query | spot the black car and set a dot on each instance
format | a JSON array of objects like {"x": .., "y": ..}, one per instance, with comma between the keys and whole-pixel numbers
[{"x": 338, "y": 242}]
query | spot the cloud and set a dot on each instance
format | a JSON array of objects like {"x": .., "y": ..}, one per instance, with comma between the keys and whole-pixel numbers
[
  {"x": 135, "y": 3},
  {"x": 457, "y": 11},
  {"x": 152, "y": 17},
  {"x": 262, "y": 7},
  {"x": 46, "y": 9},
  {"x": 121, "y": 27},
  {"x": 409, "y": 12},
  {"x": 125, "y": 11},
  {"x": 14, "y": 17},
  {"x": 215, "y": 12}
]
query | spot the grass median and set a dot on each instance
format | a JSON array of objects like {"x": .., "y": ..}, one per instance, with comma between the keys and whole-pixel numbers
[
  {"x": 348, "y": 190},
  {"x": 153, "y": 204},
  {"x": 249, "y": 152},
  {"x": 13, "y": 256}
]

-*-

* Your instructions: The full set of entries must be transcribed exactly.

* Output of the exercise:
query | spot the black car and set a dot on each instance
format | a JSON array of objects like {"x": .., "y": ..}, one per instance, with comma between the keys and whole-pixel numbers
[{"x": 338, "y": 242}]
query | spot the cloud and set a dot on each instance
format | a JSON array of objects like {"x": .., "y": ..}, one per instance, with comma between the keys and whole-pixel numbers
[
  {"x": 135, "y": 3},
  {"x": 457, "y": 11},
  {"x": 152, "y": 17},
  {"x": 262, "y": 7},
  {"x": 46, "y": 9},
  {"x": 121, "y": 27},
  {"x": 409, "y": 12},
  {"x": 125, "y": 11},
  {"x": 14, "y": 17},
  {"x": 215, "y": 12}
]
query | spot the grass median and set a dot on each instance
format | a JSON array of objects like {"x": .., "y": ..}, one per instance, with comma between the keys and whole-pixel numbers
[
  {"x": 348, "y": 190},
  {"x": 153, "y": 204},
  {"x": 249, "y": 152},
  {"x": 13, "y": 256}
]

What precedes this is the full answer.